§ **Passage shown**
Guest Post: Massachusetts Mortgage Rate Advisory Weekly Report

by Rich Vetstein on March 18, 2010 · 1 comment

in Mortgages

I’m pleased to welcome mortgage professional Brian Cav, the creator of a great mortgage blog called Smarterborrowing.com. Brian was nice enough to give us his weekly mortgage rate report which I’m sure you’ll find interesting.

Mortgage Market

How did the FOMC meeting affect mortgage rates? Pricing actually got a bit better, both benchmark treasury yields and MBS prices improved after the FOMC statement was released. 30 year conventional mortgage rates are in the 4.75% to 5.125% for well qualified borrowers. If you are presently being quoted these mortgage rates and are closing in the next 15 to 45 days I like LOCKing these rates in. Could this small rally extend?

Economic Data

Yesterdays FOMC meeting has adjourned with an announcement of no change to key short-term interest rates. This was widely expected, but the post-meeting statement did cause some discussion. The Fed left the language in the recent statements that indicate that rates will remain near current levels for some time. This is good news for the bond market and mortgage rates as it means that the Fed is still concerned about an economic recovery.

There is little doubt that the Fed has to raise rates sometime in the future. The question is when. Some analysts feel that it has to be sooner than later to prevent other economic issues down the road. The ultimate goal is for the economy to gradually strengthen so Mr. Bernanke and company can slowly raise interest rates. Raising rates too soon could dampen economic activity by making borrowing more expensive for businesses and consumers. However, waiting too long to raise them could let inflation build momentum, leading to a rapid increase in key rates that also undermines economic growth.

§ **Direction**
Reproduce the entire guest post on mortgage rates word for word. The material that follows was taken from a separate source.

Items from a dataset
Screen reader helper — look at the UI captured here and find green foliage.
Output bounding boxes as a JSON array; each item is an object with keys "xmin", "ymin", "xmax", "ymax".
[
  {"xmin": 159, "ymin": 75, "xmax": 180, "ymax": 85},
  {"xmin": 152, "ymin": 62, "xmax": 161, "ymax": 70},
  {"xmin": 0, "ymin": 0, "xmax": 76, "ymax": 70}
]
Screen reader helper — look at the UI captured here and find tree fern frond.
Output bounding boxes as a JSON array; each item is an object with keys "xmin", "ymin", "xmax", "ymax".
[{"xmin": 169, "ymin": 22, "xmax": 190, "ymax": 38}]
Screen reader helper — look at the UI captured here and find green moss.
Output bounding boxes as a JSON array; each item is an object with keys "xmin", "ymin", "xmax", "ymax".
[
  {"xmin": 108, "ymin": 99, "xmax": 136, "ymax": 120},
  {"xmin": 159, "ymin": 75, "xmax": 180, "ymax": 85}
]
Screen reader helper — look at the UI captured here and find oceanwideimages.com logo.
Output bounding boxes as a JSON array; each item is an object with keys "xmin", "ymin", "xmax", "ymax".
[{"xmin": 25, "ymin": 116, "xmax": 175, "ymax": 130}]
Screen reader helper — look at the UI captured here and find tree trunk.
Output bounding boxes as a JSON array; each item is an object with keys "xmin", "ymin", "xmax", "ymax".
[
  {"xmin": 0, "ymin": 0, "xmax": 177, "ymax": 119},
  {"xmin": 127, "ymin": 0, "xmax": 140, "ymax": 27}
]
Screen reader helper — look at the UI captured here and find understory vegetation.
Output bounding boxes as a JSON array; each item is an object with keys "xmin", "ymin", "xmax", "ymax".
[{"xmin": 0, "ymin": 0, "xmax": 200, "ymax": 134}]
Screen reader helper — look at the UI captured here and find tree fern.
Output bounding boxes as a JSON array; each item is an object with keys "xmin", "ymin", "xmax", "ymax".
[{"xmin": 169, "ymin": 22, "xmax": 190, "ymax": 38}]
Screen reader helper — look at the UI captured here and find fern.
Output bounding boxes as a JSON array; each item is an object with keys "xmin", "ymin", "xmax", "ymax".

§ **Task answer**
Guest Post: Massachusetts Mortgage Rate Advisory Weekly Report

by Rich Vetstein on March 18, 2010 · 1 comment

in Mortgages

I’m pleased to welcome mortgage professional Brian Cav, the creator of a great mortgage blog called Smarterborrowing.com. Brian was nice enough to give us his weekly mortgage rate report which I’m sure you’ll find interesting.

Mortgage Market

How did the FOMC meeting affect mortgage rates? Pricing actually got a bit better, both benchmark treasury yields and MBS prices improved after the FOMC statement was released. 30 year conventional mortgage rates are in the 4.75% to 5.125% for well qualified borrowers. If you are presently being quoted these mortgage rates and are closing in the next 15 to 45 days I like LOCKing these rates in. Could this small rally extend?

Economic Data

Yesterdays FOMC meeting has adjourned with an announcement of no change to key short-term interest rates. This was widely expected, but the post-meeting statement did cause some discussion. The Fed left the language in the recent statements that indicate that rates will remain near current levels for some time. This is good news for the bond market and mortgage rates as it means that the Fed is still concerned about an economic recovery.

There is little doubt that the Fed has to raise rates sometime in the future. The question is when. Some analysts feel that it has to be sooner than later to prevent other economic issues down the road. The ultimate goal is for the economy to gradually strengthen so Mr. Bernanke and company can slowly raise interest rates. Raising rates too soon could dampen economic activity by making borrowing more expensive for businesses and consumers. However, waiting too long to raise them could let inflation build momentum, leading to a rapid increase in key rates that also undermines economic growth.